[THE REQUEST] Turn everything from the line containing "Could you kindly segment every instance of the dirt" down through the line containing "517 303 L 519" into a numbered list, with both of those lines included and any blank lines dropped.
____ DATA ROWS
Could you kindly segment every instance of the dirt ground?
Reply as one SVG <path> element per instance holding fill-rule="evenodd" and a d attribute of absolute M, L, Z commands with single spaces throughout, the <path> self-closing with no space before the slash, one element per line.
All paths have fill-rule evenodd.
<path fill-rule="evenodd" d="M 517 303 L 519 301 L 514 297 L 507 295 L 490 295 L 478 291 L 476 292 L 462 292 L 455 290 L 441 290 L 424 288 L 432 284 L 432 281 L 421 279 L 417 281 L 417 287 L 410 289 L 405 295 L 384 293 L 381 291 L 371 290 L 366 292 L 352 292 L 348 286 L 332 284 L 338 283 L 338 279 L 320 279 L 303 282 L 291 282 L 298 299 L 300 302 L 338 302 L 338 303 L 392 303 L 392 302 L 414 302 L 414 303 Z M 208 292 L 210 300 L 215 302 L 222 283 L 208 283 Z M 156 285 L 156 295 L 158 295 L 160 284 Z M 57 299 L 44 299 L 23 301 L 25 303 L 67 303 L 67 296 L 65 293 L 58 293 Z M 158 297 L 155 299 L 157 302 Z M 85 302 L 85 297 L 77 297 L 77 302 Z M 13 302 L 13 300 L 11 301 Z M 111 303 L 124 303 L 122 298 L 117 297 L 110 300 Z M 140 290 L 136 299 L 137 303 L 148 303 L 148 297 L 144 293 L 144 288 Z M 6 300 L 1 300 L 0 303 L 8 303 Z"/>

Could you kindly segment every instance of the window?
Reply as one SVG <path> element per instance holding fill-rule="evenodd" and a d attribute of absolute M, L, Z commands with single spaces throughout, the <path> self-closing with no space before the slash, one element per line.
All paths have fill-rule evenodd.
________
____ DATA ROWS
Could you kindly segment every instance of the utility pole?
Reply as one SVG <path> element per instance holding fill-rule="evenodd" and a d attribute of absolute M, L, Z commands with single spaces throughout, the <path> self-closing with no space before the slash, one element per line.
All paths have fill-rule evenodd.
________
[RIGHT ANSWER]
1. Could you kindly segment every instance of the dirt ground?
2. Reply as one SVG <path> element per instance holding fill-rule="evenodd" and a d attribute of absolute M, L, Z commands with single spaces throughout, the <path> self-closing with no space before the slash, one element per line.
3. All paths have fill-rule evenodd.
4. <path fill-rule="evenodd" d="M 517 303 L 519 301 L 514 297 L 507 295 L 490 295 L 478 291 L 476 292 L 462 292 L 455 290 L 441 290 L 424 288 L 432 284 L 432 281 L 421 279 L 417 281 L 417 287 L 410 289 L 405 295 L 384 293 L 381 291 L 371 290 L 366 292 L 352 292 L 348 286 L 332 284 L 338 283 L 338 279 L 320 279 L 303 282 L 291 282 L 298 299 L 300 302 L 338 302 L 338 303 L 392 303 L 392 302 L 414 302 L 414 303 Z M 208 292 L 210 300 L 215 302 L 222 283 L 208 283 Z M 156 285 L 156 295 L 158 295 L 160 284 Z M 57 299 L 44 299 L 23 301 L 25 303 L 67 303 L 67 296 L 65 293 L 58 293 Z M 158 297 L 155 299 L 157 302 Z M 85 302 L 85 297 L 77 297 L 77 302 Z M 13 302 L 13 300 L 11 301 Z M 111 303 L 124 303 L 122 298 L 117 297 L 110 300 Z M 140 290 L 136 299 L 137 303 L 148 303 L 148 297 L 144 293 L 144 288 Z M 6 300 L 1 300 L 0 303 L 8 303 Z"/>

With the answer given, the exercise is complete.